▶ [Stated goal]:
Tally the lines in the listing below that contain the string "overhead", and give only that number.
+===+
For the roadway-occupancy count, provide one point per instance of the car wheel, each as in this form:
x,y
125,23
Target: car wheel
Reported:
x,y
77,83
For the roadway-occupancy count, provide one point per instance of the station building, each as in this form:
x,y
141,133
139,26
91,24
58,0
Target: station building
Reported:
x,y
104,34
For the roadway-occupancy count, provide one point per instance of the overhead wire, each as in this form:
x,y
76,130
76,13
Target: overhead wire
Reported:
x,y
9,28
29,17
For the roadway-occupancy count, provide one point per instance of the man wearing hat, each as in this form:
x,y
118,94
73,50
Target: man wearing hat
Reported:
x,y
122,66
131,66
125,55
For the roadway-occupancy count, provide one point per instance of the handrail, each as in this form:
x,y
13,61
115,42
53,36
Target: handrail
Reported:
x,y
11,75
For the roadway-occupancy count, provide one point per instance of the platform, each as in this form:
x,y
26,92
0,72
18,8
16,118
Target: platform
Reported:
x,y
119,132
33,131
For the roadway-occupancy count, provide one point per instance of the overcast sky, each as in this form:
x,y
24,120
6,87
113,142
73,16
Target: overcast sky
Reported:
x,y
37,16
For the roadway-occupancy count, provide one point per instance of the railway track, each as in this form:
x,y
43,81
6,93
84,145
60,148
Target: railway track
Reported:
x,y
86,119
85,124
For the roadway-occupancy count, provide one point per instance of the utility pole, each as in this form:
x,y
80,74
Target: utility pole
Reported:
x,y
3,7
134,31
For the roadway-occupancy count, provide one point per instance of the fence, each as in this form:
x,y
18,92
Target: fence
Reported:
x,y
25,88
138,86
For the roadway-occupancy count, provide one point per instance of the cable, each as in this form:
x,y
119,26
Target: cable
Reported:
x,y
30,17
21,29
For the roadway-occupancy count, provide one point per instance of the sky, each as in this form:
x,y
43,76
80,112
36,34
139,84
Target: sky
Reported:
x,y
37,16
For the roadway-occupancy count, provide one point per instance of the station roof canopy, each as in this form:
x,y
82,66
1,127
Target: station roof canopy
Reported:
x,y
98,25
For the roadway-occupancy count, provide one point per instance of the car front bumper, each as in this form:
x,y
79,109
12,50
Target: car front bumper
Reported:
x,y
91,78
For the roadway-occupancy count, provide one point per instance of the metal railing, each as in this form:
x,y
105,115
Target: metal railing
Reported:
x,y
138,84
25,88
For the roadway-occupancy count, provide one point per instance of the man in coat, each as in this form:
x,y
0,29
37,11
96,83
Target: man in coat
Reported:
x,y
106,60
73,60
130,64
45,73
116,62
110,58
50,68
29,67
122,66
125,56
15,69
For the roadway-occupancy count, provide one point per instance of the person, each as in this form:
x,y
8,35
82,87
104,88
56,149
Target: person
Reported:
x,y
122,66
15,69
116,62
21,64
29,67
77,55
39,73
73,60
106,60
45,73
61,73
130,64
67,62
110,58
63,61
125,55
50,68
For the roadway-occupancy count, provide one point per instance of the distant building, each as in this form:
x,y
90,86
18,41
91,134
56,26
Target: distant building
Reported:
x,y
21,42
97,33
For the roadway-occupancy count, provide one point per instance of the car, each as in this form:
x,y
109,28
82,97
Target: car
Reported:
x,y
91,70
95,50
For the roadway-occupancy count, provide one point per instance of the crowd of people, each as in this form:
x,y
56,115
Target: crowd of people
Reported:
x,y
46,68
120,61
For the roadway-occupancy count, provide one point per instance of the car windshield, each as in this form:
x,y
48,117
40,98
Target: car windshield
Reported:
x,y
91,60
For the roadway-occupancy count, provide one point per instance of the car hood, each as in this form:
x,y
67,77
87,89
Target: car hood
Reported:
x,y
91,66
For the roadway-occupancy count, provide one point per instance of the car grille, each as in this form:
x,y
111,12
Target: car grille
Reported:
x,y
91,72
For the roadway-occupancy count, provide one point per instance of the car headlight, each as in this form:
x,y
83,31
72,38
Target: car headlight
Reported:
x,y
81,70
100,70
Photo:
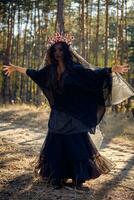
+===+
▶ [Written response]:
2